> _Stored data entries_:

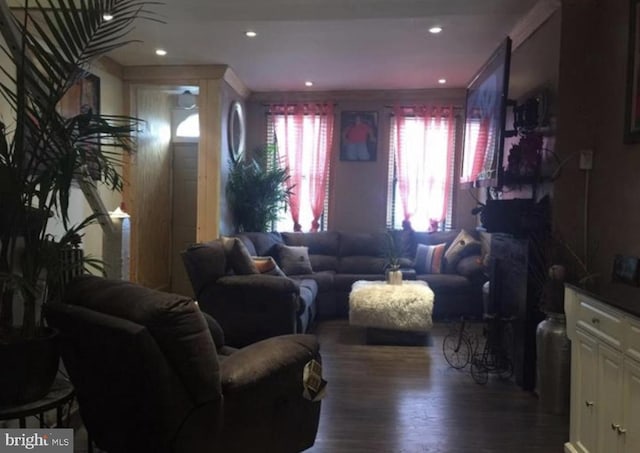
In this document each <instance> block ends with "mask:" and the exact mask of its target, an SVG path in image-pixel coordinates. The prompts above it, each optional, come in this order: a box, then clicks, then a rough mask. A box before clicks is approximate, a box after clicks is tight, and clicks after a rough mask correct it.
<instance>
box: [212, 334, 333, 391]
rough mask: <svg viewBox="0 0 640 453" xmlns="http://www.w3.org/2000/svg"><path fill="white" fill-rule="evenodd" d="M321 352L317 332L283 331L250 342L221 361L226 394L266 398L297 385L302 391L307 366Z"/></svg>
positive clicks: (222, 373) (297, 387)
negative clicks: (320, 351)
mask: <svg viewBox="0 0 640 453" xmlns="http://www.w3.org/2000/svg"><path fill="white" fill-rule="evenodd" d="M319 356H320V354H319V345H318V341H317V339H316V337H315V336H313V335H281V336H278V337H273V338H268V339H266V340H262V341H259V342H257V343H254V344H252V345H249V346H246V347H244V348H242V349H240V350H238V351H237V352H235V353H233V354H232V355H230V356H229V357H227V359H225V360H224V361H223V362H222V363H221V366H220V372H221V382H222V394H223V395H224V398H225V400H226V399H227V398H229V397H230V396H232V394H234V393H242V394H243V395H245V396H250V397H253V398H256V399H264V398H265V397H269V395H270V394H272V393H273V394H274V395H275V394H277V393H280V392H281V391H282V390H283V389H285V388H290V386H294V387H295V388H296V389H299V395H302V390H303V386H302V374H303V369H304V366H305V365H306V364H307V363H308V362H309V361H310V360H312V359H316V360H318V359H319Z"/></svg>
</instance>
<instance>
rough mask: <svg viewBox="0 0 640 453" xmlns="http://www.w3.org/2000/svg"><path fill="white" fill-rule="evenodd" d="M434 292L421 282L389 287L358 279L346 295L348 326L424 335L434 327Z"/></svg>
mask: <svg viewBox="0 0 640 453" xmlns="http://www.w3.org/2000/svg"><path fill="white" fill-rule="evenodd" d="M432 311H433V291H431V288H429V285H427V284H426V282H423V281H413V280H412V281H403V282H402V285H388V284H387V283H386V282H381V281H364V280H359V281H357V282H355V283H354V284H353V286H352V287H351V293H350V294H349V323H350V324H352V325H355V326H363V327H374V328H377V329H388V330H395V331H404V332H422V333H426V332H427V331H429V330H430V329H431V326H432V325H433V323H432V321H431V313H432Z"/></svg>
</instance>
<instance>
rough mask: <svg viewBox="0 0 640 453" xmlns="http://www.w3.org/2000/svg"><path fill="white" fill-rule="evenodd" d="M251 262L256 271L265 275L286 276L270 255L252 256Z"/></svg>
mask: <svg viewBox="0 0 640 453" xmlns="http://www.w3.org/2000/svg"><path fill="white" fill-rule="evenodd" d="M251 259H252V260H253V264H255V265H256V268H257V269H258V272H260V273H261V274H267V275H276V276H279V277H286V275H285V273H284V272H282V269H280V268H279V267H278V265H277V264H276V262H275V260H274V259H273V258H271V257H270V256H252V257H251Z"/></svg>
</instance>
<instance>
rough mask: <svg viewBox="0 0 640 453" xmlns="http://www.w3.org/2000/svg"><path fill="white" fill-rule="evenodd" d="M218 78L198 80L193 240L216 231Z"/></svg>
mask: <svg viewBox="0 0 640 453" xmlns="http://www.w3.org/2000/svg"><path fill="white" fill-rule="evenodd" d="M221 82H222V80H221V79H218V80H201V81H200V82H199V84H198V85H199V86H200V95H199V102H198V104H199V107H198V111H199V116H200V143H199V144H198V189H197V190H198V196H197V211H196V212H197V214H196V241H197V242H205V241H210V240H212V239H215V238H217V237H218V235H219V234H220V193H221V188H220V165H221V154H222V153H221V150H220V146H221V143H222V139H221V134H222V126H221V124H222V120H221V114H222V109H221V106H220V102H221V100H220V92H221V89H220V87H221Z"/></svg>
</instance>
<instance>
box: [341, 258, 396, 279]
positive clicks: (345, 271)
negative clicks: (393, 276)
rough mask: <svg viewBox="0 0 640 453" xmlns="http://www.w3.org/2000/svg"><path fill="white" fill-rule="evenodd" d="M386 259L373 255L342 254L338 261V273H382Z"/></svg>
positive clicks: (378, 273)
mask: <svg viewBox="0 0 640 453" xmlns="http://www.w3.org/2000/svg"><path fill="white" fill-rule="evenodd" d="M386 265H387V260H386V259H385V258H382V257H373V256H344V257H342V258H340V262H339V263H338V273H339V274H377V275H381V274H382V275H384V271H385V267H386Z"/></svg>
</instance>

> _EXERCISE BRIEF_: Write out, word for word, the lines from the start of the data through the one holding "positive clicks: (222, 373) (297, 387)". Omit pictures.

> _SOLUTION TO THIS EXERCISE_:
In this document each <instance> block ends with "mask:" and the exact mask of its target, an SVG path in image-pixel coordinates. The prompts above it, each optional, come in this order: a box, then clicks, then a rough mask. A box before clicks is approximate, a box after clicks is tight, and clicks after a rough mask correct it.
<instance>
box: [212, 334, 333, 391]
rough mask: <svg viewBox="0 0 640 453" xmlns="http://www.w3.org/2000/svg"><path fill="white" fill-rule="evenodd" d="M321 352L317 332L283 331L250 342L221 361L226 394L266 398L297 385L302 391L307 366Z"/></svg>
positive clicks: (222, 373) (297, 387)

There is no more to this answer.